__Records shown__:
┌────────

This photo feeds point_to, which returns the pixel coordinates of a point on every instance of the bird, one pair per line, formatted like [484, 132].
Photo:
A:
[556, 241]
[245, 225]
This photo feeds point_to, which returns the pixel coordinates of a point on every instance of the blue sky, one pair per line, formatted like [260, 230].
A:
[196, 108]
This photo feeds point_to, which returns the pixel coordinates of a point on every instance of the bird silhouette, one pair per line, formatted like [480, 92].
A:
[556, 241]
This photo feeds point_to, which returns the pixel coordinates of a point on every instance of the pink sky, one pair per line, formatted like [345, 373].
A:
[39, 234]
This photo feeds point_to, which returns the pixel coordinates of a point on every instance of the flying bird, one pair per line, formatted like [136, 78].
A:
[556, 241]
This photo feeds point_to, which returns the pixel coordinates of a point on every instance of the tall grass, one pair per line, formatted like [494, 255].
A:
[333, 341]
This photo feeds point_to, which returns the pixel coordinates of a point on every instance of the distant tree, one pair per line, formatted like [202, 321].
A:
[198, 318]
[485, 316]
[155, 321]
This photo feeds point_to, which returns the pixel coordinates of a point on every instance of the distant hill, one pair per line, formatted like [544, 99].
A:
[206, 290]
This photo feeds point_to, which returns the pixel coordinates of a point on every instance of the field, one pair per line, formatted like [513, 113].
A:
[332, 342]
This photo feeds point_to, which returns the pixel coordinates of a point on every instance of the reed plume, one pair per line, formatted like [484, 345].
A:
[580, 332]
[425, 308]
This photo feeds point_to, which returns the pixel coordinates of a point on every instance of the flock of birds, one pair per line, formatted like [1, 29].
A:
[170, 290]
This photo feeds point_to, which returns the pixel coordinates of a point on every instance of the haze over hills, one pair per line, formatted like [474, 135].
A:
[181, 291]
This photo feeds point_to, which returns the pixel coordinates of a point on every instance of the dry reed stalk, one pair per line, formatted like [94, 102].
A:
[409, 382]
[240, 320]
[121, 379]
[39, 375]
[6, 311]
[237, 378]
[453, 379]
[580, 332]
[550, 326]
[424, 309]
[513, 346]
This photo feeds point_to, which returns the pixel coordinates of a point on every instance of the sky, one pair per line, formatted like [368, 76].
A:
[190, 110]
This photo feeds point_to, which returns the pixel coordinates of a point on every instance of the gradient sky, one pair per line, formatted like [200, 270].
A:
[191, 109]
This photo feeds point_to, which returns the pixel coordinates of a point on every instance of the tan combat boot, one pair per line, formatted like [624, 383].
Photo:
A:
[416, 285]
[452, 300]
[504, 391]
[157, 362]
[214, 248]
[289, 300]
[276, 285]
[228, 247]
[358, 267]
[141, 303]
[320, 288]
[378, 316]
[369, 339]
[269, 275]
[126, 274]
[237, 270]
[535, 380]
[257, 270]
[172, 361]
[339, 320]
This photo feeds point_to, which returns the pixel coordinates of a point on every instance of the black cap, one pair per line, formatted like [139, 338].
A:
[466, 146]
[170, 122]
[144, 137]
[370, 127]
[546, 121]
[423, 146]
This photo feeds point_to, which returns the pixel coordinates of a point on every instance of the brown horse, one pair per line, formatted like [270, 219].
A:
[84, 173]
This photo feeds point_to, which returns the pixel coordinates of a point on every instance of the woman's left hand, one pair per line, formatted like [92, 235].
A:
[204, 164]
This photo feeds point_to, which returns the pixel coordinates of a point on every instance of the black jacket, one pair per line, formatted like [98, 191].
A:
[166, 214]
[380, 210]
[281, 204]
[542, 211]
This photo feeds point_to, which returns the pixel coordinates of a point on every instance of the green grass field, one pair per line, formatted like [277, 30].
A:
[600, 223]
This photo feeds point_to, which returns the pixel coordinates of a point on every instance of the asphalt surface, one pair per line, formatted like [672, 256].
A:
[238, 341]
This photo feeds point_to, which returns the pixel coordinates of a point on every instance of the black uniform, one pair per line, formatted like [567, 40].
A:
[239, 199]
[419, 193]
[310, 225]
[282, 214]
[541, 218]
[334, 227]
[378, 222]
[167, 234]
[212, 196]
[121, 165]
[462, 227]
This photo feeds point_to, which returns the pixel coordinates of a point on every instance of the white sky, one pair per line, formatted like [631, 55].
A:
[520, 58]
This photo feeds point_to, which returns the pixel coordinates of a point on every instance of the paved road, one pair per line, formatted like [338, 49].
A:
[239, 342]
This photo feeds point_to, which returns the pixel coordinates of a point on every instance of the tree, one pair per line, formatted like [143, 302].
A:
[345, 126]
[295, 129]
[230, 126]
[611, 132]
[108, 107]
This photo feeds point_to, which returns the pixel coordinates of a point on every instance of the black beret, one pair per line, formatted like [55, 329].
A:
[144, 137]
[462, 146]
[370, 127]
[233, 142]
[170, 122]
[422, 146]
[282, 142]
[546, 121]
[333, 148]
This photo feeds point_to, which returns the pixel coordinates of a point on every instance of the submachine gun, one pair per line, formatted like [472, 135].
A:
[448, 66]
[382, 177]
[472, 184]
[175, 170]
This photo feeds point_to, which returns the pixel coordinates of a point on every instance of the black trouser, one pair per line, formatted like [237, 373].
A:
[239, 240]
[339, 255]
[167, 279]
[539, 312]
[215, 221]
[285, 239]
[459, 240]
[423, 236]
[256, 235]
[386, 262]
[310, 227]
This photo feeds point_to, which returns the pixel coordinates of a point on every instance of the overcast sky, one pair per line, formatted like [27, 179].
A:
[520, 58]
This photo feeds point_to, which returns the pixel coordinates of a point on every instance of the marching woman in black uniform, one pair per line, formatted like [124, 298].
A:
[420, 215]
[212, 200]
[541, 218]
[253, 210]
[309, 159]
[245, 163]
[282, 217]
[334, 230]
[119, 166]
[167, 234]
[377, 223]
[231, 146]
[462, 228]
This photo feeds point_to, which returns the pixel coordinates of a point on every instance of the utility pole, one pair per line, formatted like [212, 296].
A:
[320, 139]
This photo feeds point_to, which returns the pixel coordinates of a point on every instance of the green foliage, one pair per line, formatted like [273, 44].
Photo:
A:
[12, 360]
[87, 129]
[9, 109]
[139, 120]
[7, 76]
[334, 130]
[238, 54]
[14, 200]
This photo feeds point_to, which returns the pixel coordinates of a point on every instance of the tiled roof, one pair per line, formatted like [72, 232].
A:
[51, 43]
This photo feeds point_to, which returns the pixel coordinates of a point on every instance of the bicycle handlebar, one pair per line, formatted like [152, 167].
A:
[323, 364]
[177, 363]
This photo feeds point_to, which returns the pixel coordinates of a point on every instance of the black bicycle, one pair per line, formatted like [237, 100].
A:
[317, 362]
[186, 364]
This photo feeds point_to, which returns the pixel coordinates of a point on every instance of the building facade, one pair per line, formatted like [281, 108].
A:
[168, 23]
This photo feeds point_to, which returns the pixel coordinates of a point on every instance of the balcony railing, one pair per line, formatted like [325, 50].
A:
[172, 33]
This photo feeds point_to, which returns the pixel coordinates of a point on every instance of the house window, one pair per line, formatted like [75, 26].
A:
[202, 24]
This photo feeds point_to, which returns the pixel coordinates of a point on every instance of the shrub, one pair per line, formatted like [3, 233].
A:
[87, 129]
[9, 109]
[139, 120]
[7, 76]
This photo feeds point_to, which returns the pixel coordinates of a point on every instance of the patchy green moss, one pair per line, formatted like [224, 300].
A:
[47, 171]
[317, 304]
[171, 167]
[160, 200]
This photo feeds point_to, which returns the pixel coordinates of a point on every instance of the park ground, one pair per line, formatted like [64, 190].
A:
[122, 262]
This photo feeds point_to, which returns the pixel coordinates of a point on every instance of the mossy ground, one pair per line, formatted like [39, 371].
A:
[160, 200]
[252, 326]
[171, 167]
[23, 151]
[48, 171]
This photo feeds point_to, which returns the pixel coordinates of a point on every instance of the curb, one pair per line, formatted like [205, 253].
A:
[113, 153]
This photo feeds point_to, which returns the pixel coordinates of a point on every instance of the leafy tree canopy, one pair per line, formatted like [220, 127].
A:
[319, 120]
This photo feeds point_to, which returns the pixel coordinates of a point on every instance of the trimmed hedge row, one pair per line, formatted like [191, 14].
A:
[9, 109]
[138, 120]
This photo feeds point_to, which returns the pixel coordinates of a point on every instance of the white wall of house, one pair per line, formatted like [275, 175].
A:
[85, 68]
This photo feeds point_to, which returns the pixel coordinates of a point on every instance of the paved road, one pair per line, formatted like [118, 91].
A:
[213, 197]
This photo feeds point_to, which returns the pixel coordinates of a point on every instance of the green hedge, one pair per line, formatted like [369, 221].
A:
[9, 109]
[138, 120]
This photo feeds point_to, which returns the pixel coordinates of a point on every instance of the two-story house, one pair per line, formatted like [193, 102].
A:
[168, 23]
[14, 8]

└────────

__Problem__:
Reproduce the lines from the one containing "like [118, 91]." to the end of the entries, keeping both ends and adding nothing.

__Answer to this exercise__:
This photo feeds point_to, which returns the pixel coordinates of a point on every instance of the paved road, one pair per line, formatted like [118, 91].
A:
[213, 197]
This photo feeds point_to, which returns the pixel coordinates of a point on every instance of the green hedge, one pair per line, formatted like [369, 221].
A:
[9, 109]
[138, 120]
This photo feeds point_to, which returns the pixel coordinates of a point on every instance of the two-story house, one pair per line, formatted like [193, 102].
A:
[168, 23]
[14, 8]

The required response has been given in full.